• _Tu tarea_
Reproduce todo el material cambiando "keypoint" por "marker" y sin tocar nada más. No incluyas las fotos en la respuesta.

• _Datos proporcionados_
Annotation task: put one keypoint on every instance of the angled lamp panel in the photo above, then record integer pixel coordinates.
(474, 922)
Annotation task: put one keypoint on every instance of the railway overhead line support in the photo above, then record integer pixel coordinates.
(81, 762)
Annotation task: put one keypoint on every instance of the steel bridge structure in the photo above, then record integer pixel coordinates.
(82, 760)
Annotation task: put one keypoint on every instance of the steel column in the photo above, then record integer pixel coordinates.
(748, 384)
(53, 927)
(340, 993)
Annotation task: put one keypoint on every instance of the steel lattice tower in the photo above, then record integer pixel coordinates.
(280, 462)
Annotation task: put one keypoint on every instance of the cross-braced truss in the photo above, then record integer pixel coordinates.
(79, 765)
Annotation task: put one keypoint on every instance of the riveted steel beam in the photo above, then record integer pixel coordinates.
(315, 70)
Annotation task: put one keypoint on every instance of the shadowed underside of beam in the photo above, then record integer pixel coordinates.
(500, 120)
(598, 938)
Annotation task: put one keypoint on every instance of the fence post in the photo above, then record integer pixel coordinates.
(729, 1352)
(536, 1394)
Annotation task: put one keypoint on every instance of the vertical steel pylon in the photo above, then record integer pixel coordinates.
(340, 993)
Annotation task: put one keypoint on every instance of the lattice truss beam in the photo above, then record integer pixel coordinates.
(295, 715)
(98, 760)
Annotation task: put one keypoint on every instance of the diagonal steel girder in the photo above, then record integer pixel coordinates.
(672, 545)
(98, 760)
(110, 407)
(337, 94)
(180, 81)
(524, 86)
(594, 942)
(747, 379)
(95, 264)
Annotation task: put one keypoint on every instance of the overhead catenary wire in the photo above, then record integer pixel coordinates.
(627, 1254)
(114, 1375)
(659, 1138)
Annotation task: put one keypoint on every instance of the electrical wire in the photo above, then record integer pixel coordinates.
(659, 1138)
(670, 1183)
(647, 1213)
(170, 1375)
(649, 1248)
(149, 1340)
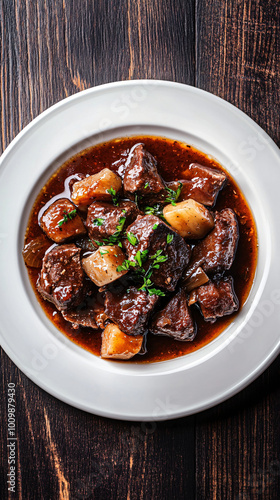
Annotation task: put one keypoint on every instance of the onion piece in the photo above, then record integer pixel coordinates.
(198, 278)
(35, 250)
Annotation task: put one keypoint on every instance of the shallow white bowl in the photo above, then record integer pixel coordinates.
(129, 391)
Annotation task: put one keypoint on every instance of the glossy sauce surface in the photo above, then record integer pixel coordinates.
(173, 159)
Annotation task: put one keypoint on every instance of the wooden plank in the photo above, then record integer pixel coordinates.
(51, 50)
(237, 443)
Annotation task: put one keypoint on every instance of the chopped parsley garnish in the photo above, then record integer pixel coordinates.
(157, 257)
(132, 239)
(169, 238)
(137, 197)
(141, 273)
(115, 196)
(67, 216)
(103, 252)
(126, 265)
(98, 243)
(98, 221)
(173, 195)
(141, 257)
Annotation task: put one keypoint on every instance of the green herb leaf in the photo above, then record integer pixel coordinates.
(169, 238)
(67, 216)
(103, 252)
(132, 239)
(173, 195)
(98, 221)
(99, 243)
(126, 265)
(155, 291)
(115, 196)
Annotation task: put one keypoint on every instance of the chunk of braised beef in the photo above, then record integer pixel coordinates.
(216, 252)
(130, 309)
(175, 319)
(141, 177)
(61, 222)
(154, 235)
(202, 184)
(62, 280)
(103, 219)
(216, 299)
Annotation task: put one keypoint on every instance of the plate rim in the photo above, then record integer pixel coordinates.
(266, 361)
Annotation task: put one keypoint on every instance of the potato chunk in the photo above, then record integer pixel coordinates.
(101, 266)
(118, 345)
(95, 187)
(191, 219)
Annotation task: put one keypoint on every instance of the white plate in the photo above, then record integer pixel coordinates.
(160, 390)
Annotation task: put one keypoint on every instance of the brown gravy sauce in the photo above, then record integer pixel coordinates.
(173, 159)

• _Respuesta_
Annotation task: put one marker on every instance of the angled lamp panel in the photo above, then record integer pixel coordinates.
(474, 922)
Annotation task: put one marker on every instance of the railway overhead line support in the photo above, then record integer pixel coordinates.
(81, 762)
Annotation task: put one marker on every instance of the steel bridge structure in the photo above, then record integer pixel coordinates.
(82, 760)
Annotation task: put one marker on every instance of the steel column in the photo above, then record integer pixel coordinates.
(748, 384)
(53, 927)
(340, 993)
Annotation task: put one marker on every instance of the steel lattice tower in the photo above, then record integer pixel coordinates.
(280, 462)
Annotation task: put one marker on every instance of the cross-braced truss in the photo above, then record integer pixel coordinates.
(79, 765)
Annotation task: put one marker on every instance of the riveted steel beam in the photo above, then record integer pixel coordinates.
(315, 70)
Annotation task: put one marker on every instance of the shadowed underside of beam in the photo above, then record integer pixel coordinates.
(500, 120)
(598, 938)
Annotation task: put one marker on every instance of the fence post in the photo above, then record integer pixel coordinates.
(729, 1352)
(536, 1394)
Annotation task: put one marker on every instance of the vertical steel pylon in the photo above, then record integer pixel coordinates.
(340, 993)
Annotation task: put one marker on every instance of the lattice truss beam in the photo above, then record integer pixel coordinates.
(295, 715)
(98, 760)
Annotation task: put one marker on every instance of the diagonal steel girder in the photo above, then record integer pixel coordinates.
(672, 545)
(98, 760)
(110, 407)
(337, 94)
(180, 81)
(524, 86)
(594, 942)
(747, 379)
(95, 264)
Annotation task: put one marker on every instance of the overhead catenary wire in the photo above, then record integer pixel coordinates.
(627, 1254)
(114, 1375)
(659, 1138)
Annotation task: put one marker on every instance of the electrical wire in the photo above, then record integer pixel coordinates.
(659, 1138)
(670, 1183)
(647, 1213)
(170, 1375)
(649, 1248)
(149, 1340)
Annotation task: put one marker on every instance of the onion piece in the photo above, then record integer pixel coordinates.
(198, 278)
(35, 250)
Annotation task: put one marker on every instance of the shallow white bowl in the photo above, then record integer pixel coordinates.
(129, 391)
Annotation task: put one marker on every instance of the glossy sauce surface in the photo above, then record integer pixel coordinates.
(173, 159)
Annotation task: put one marker on every instance of the wooden plank in the photo above, then record integer pixel coordinates.
(51, 50)
(237, 443)
Annotation task: put one marker on every instance of the chopped parsley garnish in the photo above, then record integer pixel coordinates.
(157, 257)
(132, 239)
(169, 238)
(137, 197)
(141, 273)
(115, 196)
(67, 216)
(103, 252)
(126, 265)
(98, 243)
(98, 221)
(173, 195)
(141, 257)
Annotation task: put one marker on every instance of the green herb leaf in the photo above, then record integer pixel coordinates.
(169, 238)
(67, 216)
(103, 252)
(132, 239)
(173, 195)
(98, 221)
(99, 243)
(126, 265)
(155, 291)
(115, 196)
Annotation task: put one marker on every instance of the chunk of braised beef in the photo above, then record integer pixel coordinates.
(216, 252)
(130, 309)
(175, 319)
(141, 177)
(61, 222)
(154, 235)
(202, 184)
(62, 280)
(103, 219)
(216, 299)
Annotation task: put one marker on every instance of the plate rim in the photo above, then record integer pixel coordinates.
(266, 361)
Annotation task: put one marker on every instance of the potato chunk in the photo above, then record integer pixel coordinates.
(101, 266)
(118, 345)
(95, 187)
(191, 219)
Annotation task: put one marker on every instance of the white plate in the photo above, then record integer pixel coordinates.
(160, 390)
Annotation task: put one marker on every instance of the brown gravy sauce in the photo above, then record integer pixel coordinates.
(173, 159)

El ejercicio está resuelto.